* [Gerekli görev 1] Kahve festivali yazısında "Geçen sene Aralık" sözcüklerini içeren yerle başlayıp "önemli bir etken." ile biten bölümü harfi harfine çıktı olarak ver.
* [Gerekli görev 2] Kahve festivali yazısında marka ya da model adıyla anılan demleyicileri sırala.
* [Gerekli görev 3] İstanbul Kahve Festivali yazısını bittiği yerden devam ettir.

* [Verilen metin]
↓↓↓

Friday, October 30, 2015

İstanbul Kahve Festivali 2015


Geçen sene Aralık ayında gerçekleşen ilk festivalin ardından bu yıl İstanbul Kahve Festivali 22-25 Ekim tarihleri arasında bir kez daha Türkiye'den olduğu kadar diğer ülkelerden de kahve profesyonellerini ve kahve severleri bir araya getirmeyi başardı. Festival mekanı geçen sene Galata Rum Okulu'yken bu sene daha geniş ve yarı açık olan - bana göre tarihi özellikleri ve lokasyonu açısından çok iyi bir seçim - Haydarpaşa Garı'ydı.

Festival çok daha popüler hale gelmiş olacak ki 4 gün-8 seans bütün biletler günler öncesinden tükenmişti. İstanbul kahve sahnesi görece ve akranlarına kıyasla 3. dalga hususunda yeni. Ancak özellikle 2013 yılından sonra bu sahne hızla doldu ve görünen o ki geçen zaman içerisinde çok sıkı kavurucular, demleyiciler ve baristalar yetişti. Şüphesiz bu gelişmelerin ardında 2014 yılındaki festival de önemli bir etken.



Tek günlük Cumartesi ziyaretim sırasındaki gözlemlerime dayanarak söyleyebilirim ki festival geçen seneye göre kendini oldukça geliştirmiş: İlk olarak kahve ekipmanlarının tip ve marka sayısı özellikle 3. dalga ekipmanlar açısından artmış. Geçen sene Chemex fazlaca dominanttı ve Siphon sadece kozmetik özellikleri sayesinde gereksizce öne çıkmıştı. Bu yıl V60, Kalita ve Gino demleyicileri bolca gördük ve kettle, tartı ve diğer yardımcı ekipmanlar oldukça fazla sayıdaydı. Geçen sene 3. dalga ekipmanları almak çok kolay ve tanımlı değildi. Bu sene mesela Hario'nun distribütörü oldukça fazla sayıda malzeme satmayı başardı. İkinci olarak, kahve personeli çok daha fazla tecrübeliydi ve bu yeni kahve tutkunlarına daha iyi kahve servis edilmesini sağladı. Kahve çekirdeklerinin genel kalitesinde de ciddi seviyede artış vardı. Başka bir gelişme de, seminer ve workshop alanlarının tamamen ayrılması ve profesyonel workshop alanının bunlardan da ayrı yerde tutulmasıydı. Son olarak belirtmek istediğim en önemli gelişmelerden bir diğeri ise Türk Kahvesi'nin, özellikle Specialty Turkish Coffee ve Turgay Yıldızlı'nın katkılarıyla, geleneksel yorumunun yanında modern yorumuyla -üçüncü dalga diyelim- ve seminerlerle sunulmasıydı.

↑↑↑

* [Çıkarılan kayıtlar]
↓↓↓

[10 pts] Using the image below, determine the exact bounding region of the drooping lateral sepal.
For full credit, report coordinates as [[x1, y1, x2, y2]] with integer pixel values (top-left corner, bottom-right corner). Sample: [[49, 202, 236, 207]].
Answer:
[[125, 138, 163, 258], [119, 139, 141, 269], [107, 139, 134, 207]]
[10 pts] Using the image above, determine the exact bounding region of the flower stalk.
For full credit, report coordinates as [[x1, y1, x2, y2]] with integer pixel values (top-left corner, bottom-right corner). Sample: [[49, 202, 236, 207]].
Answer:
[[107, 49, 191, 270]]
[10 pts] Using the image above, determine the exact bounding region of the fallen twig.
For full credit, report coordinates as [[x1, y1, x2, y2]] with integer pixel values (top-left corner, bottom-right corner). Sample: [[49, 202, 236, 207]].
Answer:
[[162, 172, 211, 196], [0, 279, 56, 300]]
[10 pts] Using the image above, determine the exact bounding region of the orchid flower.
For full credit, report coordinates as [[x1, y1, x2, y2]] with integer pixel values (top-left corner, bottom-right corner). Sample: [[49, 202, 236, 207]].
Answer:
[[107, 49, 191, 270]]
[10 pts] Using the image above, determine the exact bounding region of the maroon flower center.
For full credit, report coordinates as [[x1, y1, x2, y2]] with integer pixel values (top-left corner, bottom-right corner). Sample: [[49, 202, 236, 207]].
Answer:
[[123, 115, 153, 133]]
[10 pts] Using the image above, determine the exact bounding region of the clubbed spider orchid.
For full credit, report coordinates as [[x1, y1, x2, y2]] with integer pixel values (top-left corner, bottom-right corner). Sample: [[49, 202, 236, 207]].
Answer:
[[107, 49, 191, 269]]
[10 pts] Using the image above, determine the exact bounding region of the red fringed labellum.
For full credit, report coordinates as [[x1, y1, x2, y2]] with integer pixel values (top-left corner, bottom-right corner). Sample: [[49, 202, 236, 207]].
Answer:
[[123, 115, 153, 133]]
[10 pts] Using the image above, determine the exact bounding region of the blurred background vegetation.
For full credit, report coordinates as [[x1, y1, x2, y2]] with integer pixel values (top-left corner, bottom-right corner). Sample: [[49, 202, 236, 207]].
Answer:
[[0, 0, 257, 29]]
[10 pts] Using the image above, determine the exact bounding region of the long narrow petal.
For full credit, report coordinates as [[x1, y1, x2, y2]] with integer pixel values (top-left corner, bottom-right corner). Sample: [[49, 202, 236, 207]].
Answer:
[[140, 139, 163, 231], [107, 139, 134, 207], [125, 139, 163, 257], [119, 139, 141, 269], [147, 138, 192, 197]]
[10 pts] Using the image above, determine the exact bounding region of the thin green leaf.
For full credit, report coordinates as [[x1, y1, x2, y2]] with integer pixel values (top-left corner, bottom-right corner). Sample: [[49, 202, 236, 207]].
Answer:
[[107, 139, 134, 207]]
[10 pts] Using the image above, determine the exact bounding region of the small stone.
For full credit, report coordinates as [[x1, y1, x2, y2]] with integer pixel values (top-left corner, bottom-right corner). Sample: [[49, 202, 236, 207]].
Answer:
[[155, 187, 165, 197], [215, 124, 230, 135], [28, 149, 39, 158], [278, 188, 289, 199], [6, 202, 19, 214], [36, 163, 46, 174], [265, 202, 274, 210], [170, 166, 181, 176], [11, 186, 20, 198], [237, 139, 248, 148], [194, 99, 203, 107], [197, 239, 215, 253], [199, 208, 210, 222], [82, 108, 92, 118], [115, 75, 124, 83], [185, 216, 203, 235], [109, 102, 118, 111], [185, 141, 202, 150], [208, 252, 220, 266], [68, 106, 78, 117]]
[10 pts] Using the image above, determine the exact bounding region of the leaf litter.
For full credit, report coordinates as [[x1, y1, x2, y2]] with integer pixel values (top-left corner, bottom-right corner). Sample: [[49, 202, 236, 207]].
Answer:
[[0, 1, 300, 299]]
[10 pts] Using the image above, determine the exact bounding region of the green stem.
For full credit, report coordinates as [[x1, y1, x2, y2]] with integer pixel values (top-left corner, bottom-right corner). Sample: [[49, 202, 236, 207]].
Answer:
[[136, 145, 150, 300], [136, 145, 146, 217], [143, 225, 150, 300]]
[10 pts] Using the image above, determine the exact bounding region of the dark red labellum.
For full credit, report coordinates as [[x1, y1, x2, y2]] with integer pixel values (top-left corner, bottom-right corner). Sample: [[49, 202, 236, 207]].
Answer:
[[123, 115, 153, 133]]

↑↑↑

* [Yanıt 1]
Geçen sene Aralık ayında gerçekleşen ilk festivalin ardından bu yıl İstanbul Kahve Festivali 22-25 Ekim tarihleri arasında bir kez daha Türkiye'den olduğu kadar diğer ülkelerden de kahve profesyonellerini ve kahve severleri bir araya getirmeyi başardı. Festival mekanı geçen sene Galata Rum Okulu'yken bu sene daha geniş ve yarı açık olan - bana göre tarihi özellikleri ve lokasyonu açısından çok iyi bir seçim - Haydarpaşa Garı'ydı.

Festival çok daha popüler hale gelmiş olacak ki 4 gün-8 seans bütün biletler günler öncesinden tükenmişti. İstanbul kahve sahnesi görece ve akranlarına kıyasla 3. dalga hususunda yeni. Ancak özellikle 2013 yılından sonra bu sahne hızla doldu ve görünen o ki geçen zaman içerisinde çok sıkı kavurucular, demleyiciler ve baristalar yetişti. Şüphesiz bu gelişmelerin ardında 2014 yılındaki festival de önemli bir etken.

* [Yanıt 2] Chemex, Siphon, V60, Kalita, Gino

* [Yanıt 3]
Elimden geldiğince yapabildiğim tadımlarda ilk olarak Gino ve Chemex kullanan Aslı Yaman'dan iki demlemeyi deneyebildim. Özellikle Kenya AA oldukça etkileyiciydi. Aslı Yaman Türkiye'deki kahve profesyonellerinin önde gelenlerinden ve artık yurtdışında bazı kahve firmalarının direktörü ve danışmanı olarak yaşıyor. Ankara'dan kalkıp festivale giden biri olarak Turgay Yıldızlı (danışman ve Specialty Turkish Coffee sahibi) ve Çağatay Gülabioğlu'nu (Türkiye'deki en deneyimli kahve insanlarından biri ve şimdilerde Probador Colectiva adı altında danışmanlık yapıyor.) aynı standın arkasında yakaladığım için kendimi çok şanslı hissediyorum. Kendilerinden eşsiz bir Etiyopya Kochere espresso içtim. Kronotrop standında da oldukça fazla vakit geçirdim. Kronotrop'u Galatasaray Lisesi yakınlarında bulunan ve Çağatay Gülabioğlu tarafından işletilen küçücük dükkandan beri takip ediyorum. Şimdilerde şehirdeki 3. dalga kahvenin liderlerinden biri Kronotrop ve buzzfeed tarafından tüm dünyadaki en iyi 25 kahveciden biri olarak gösterildiler. Bir demlemelerinin ve Brezilya yerine Etiyopya orijinden yaptıkları Türk kahvesinin tadına baktım. İkisi de oldukça başarılıydı. Festivali takiben Cihangir'deki yere de uğradım. Petra, festivalin en büyük standlarından birine sahipti - hem demleme alanları hem de ayrı bir alışveriş bölümü yapmışlar. Petra, İstanbul'daki en önemli kahve markalarından biri ve kendi demlemelerimden örnekleyebildiğim kadarıyla oldukça kendine has çekirdek ve kavurmalara sahip. Dürüst olmak gerekirse, festivalde içtiğim demlemeyi beğenmedim ve sulu buldum ama bunu festivalin karmaşasına veriyorum. Gayrettepe'deki etkileyici mekanlarını ziyaret ettikten sonra ise söyleyebilirim ki demleme, personel ve kavurma kalitesi açısından Türkiye'nin belki de en iyisi.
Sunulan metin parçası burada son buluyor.